Problem requirements: Reproduce the lines of the data below exactly, starting at the line that contains "water in the image above." and stopping after the line that contains "0;44;500;245".
>> start Material supplied
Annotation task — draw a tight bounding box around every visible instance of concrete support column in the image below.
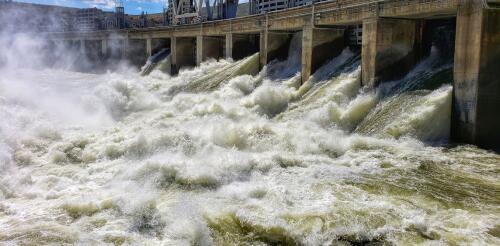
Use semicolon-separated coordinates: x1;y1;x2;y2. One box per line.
101;39;108;57
224;33;233;59
260;31;292;67
259;31;267;68
196;35;204;66
146;38;153;57
452;1;500;150
80;39;85;54
170;37;178;75
301;25;344;83
361;18;417;86
122;38;130;59
170;37;197;74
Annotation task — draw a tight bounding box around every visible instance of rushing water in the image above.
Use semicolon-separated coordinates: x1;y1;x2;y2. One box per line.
0;35;500;245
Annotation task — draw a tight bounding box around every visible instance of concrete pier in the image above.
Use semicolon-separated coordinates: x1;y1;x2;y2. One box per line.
146;38;153;57
196;35;226;65
101;39;108;59
224;33;260;61
301;26;344;83
125;39;149;67
452;2;500;150
170;37;197;74
260;32;293;67
361;18;417;87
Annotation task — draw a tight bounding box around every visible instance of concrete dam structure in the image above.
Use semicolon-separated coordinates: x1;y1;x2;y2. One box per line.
47;0;500;149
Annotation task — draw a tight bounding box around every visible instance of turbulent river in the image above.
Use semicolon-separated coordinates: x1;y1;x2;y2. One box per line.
0;35;500;245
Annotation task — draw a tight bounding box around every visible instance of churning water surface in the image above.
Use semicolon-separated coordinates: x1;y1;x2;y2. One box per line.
0;37;500;245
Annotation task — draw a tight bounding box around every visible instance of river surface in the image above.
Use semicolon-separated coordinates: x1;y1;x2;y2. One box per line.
0;44;500;245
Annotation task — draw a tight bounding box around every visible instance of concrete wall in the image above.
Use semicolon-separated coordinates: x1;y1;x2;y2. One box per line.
452;2;500;150
151;38;170;54
361;18;417;86
196;36;225;65
125;39;149;68
260;32;293;67
170;37;196;74
225;34;260;61
301;26;345;82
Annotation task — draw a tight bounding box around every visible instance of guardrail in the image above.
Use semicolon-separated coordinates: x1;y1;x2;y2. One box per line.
47;0;462;36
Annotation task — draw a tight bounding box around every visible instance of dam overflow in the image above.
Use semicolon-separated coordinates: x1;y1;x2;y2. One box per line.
47;0;500;148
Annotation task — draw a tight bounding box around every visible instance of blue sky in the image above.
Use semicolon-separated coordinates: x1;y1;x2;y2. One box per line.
15;0;167;14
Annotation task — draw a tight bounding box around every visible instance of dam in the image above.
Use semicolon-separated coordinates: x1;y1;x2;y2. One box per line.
0;0;500;246
47;0;500;149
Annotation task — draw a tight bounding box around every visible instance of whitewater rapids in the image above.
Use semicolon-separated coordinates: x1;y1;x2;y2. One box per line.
0;47;500;245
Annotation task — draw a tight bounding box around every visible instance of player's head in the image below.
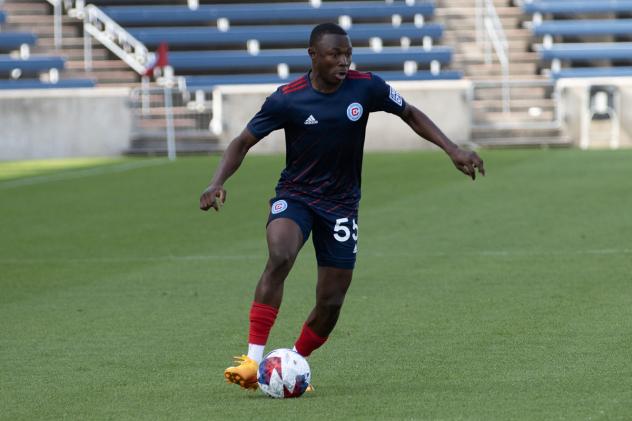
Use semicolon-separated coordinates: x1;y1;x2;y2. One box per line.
307;23;352;85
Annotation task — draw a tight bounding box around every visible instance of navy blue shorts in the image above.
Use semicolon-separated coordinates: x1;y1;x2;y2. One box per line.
268;197;358;269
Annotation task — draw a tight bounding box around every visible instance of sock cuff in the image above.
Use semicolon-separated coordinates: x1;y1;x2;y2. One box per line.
250;301;279;316
248;301;279;345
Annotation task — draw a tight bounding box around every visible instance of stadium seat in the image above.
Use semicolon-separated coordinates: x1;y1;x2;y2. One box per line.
0;55;65;74
102;0;434;26
169;47;452;74
129;23;443;48
538;42;632;61
0;79;95;89
522;0;632;15
184;70;463;89
533;19;632;36
551;66;632;79
0;32;37;51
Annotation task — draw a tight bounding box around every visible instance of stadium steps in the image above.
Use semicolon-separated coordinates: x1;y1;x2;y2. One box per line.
3;0;139;86
435;0;569;147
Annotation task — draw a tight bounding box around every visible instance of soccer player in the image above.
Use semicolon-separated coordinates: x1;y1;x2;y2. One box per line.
200;23;485;389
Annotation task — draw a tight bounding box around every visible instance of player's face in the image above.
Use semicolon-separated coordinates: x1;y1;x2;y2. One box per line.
308;34;352;85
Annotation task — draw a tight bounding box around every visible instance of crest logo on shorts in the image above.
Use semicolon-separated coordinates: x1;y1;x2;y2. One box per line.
347;102;362;121
388;86;402;107
270;200;287;215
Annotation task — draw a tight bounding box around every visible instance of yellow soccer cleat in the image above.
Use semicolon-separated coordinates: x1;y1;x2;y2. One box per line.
224;355;259;390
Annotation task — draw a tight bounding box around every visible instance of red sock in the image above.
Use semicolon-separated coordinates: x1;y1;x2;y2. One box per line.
294;324;327;357
248;301;279;345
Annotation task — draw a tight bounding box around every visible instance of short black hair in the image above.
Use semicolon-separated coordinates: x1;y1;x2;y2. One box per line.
309;22;347;47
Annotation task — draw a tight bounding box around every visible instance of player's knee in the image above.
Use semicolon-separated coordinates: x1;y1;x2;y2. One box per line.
269;250;296;272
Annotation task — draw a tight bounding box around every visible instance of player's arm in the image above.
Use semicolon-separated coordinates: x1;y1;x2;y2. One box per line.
200;128;259;211
401;103;485;180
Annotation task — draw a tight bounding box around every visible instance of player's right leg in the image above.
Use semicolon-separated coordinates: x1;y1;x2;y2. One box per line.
224;200;311;389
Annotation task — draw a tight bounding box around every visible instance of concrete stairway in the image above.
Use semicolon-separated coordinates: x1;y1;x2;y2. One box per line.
3;0;218;155
435;0;568;147
3;0;138;86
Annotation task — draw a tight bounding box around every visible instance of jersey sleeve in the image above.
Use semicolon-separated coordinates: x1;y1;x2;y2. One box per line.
371;74;406;116
246;89;287;139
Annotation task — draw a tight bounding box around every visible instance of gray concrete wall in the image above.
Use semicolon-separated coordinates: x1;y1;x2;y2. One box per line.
0;88;132;160
214;80;472;153
556;77;632;148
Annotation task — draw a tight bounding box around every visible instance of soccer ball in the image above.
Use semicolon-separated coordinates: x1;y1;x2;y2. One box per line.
257;348;312;398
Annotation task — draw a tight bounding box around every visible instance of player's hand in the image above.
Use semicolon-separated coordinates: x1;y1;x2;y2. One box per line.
450;149;485;180
200;186;226;211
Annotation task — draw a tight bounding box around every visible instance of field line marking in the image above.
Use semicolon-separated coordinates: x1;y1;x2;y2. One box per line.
0;249;632;264
0;158;169;190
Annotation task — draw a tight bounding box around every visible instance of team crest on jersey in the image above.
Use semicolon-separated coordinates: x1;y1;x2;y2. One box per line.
347;102;362;121
388;86;402;107
270;200;287;215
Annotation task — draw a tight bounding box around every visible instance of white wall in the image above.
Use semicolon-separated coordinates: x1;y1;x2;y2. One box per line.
555;77;632;148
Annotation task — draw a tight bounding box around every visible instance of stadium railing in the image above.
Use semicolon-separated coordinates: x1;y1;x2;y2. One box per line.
128;23;443;48
101;1;434;26
522;0;632;15
551;66;632;80
0;32;37;52
0;79;95;90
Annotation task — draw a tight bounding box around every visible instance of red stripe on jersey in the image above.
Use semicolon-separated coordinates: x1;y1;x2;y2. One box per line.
283;75;307;89
283;82;307;94
347;70;372;79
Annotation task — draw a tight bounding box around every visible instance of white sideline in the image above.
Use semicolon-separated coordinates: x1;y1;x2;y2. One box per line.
0;249;632;264
0;158;169;190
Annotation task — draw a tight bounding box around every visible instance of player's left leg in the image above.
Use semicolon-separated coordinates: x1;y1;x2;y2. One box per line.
294;205;358;357
294;266;353;357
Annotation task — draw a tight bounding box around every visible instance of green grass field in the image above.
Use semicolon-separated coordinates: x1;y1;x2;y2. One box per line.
0;150;632;420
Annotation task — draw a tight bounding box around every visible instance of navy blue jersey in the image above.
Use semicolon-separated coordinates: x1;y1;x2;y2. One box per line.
247;71;406;211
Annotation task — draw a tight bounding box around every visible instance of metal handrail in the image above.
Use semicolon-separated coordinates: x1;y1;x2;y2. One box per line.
44;0;63;49
83;4;154;75
475;0;510;113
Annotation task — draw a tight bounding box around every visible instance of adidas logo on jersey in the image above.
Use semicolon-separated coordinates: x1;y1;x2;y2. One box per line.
305;114;318;124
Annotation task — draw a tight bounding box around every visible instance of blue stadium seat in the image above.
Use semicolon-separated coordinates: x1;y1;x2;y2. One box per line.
129;23;443;47
0;79;95;89
533;19;632;36
538;42;632;61
169;47;452;74
0;55;65;74
185;70;463;90
551;66;632;79
0;32;37;51
522;0;632;15
101;0;434;26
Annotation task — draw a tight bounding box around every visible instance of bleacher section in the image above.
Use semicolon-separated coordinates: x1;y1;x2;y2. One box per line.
102;1;434;26
523;0;632;79
129;23;443;48
0;6;95;89
95;0;461;85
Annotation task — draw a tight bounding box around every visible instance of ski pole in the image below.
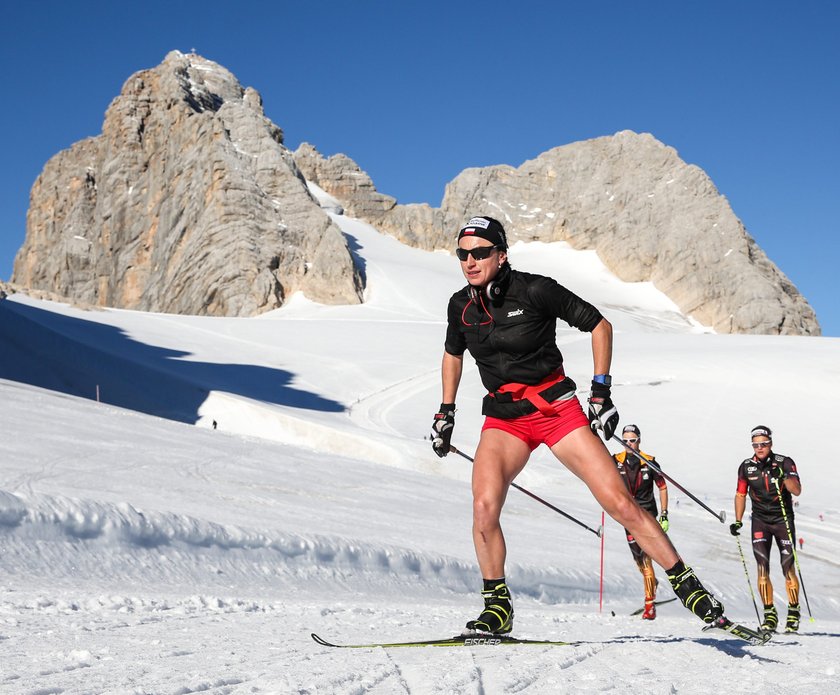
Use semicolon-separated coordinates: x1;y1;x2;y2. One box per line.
449;444;601;538
612;435;726;523
735;536;761;624
773;478;814;622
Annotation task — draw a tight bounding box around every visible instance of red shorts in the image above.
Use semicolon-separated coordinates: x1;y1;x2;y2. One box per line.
481;398;589;451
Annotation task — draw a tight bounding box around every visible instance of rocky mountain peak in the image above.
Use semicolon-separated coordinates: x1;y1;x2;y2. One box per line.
12;51;362;316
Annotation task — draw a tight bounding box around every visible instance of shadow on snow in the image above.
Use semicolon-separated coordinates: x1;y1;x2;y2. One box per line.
0;301;345;424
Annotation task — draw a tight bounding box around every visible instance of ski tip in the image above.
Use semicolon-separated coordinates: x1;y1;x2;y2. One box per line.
310;632;336;647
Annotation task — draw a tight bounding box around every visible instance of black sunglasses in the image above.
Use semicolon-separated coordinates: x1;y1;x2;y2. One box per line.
455;246;499;261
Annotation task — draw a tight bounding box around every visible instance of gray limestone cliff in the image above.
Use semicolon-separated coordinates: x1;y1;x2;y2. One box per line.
12;51;363;316
295;131;820;335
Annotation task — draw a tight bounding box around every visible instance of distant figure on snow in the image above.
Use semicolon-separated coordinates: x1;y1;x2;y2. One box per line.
729;425;802;632
432;217;723;634
613;425;670;620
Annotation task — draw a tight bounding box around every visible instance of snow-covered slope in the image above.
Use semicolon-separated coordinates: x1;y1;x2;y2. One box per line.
0;215;840;693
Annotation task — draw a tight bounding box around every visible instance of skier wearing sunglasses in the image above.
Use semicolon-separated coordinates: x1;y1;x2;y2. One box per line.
729;425;802;632
613;425;670;620
432;216;724;634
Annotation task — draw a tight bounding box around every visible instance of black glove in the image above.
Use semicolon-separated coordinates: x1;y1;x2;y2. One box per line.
431;403;455;458
589;381;618;439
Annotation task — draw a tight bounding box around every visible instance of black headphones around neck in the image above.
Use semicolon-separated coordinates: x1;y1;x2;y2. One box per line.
469;261;510;303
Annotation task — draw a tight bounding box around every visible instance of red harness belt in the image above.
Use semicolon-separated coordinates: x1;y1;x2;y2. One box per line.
490;369;566;417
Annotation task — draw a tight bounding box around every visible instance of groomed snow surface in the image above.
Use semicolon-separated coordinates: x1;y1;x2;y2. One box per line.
0;213;840;695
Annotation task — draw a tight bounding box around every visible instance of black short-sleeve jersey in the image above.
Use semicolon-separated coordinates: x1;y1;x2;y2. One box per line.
444;270;603;392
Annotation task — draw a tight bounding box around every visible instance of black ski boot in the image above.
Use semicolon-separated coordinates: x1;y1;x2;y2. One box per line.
758;603;780;632
666;560;723;623
467;577;513;635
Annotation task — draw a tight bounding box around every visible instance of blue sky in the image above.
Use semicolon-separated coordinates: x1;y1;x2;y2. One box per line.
0;0;840;336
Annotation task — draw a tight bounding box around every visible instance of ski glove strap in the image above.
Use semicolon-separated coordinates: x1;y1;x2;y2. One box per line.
431;403;455;458
588;381;618;439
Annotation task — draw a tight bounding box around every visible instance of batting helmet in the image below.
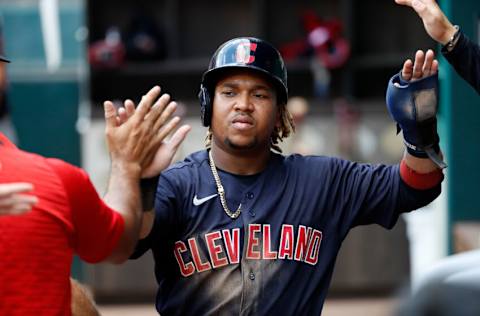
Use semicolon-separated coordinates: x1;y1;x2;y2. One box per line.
198;37;288;126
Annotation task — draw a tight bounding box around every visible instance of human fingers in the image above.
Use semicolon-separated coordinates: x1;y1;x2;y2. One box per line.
123;99;135;117
132;86;160;124
155;116;180;143
431;59;438;75
168;125;192;152
422;49;435;77
103;101;117;129
145;93;170;123
395;0;412;7
117;107;128;125
402;59;413;81
153;101;178;131
412;50;425;80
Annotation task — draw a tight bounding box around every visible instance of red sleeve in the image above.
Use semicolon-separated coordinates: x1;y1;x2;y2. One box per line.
0;132;17;148
48;159;124;263
400;159;443;190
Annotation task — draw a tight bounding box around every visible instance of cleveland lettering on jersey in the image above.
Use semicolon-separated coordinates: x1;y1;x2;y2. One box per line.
173;224;323;277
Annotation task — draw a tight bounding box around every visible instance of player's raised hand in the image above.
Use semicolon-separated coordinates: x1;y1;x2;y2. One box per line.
402;49;438;81
0;182;38;216
395;0;456;45
105;87;190;178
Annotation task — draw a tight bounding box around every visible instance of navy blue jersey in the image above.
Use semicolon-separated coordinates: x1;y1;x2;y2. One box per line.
133;151;439;316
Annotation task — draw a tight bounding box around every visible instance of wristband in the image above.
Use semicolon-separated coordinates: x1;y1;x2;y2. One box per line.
444;25;460;52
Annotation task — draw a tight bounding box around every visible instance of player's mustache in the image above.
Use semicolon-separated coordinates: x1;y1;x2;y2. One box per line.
230;112;255;124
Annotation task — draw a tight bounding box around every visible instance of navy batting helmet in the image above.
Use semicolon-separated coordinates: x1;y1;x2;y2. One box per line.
198;37;288;126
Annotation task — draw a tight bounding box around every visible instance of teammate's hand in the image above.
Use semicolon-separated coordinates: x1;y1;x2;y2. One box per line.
0;182;38;216
402;49;438;81
106;87;190;178
395;0;456;45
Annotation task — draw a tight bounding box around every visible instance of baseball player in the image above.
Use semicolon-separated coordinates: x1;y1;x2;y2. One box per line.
132;37;444;315
395;0;480;93
0;48;189;316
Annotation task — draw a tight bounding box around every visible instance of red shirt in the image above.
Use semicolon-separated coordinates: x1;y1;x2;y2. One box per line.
0;133;124;316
>> end Material supplied
Full response:
Annotation task — draw a tight bounding box around every visible instance of rushing water in the image above.
Use semicolon-separated coordinates: x1;y1;x2;y2. One box per line.
0;35;500;245
Annotation task — draw a tight bounding box around every visible instance of concrete pier in the image above.
Use semicolon-separated coordinates: x1;y1;x2;y2. One box per line.
146;38;153;57
196;35;226;65
101;39;108;59
224;33;260;61
301;26;344;83
125;39;149;67
452;2;500;150
170;37;197;74
260;32;293;67
361;18;417;87
Annotation task — draw a tight bounding box around every visible instance of concrete dam structure in the image above.
Use semicolon-separated coordinates: x1;y1;x2;y2. One box per line.
47;0;500;149
Annotation task — draw a tight bounding box around every visible instance of turbulent river in the image above.
Use semicolon-separated coordinates: x1;y1;x2;y2. One box per line.
0;35;500;245
Annotation task — draw a tight bounding box around every visible instance of churning water surface in the image above.
Use semicolon-separated coordinates: x1;y1;x2;y2. One box per line.
0;37;500;245
Annotation task — draw a tight bounding box around every visible instance of river surface in the image above.
Use semicolon-separated coordinates: x1;y1;x2;y2. One box per line.
0;44;500;245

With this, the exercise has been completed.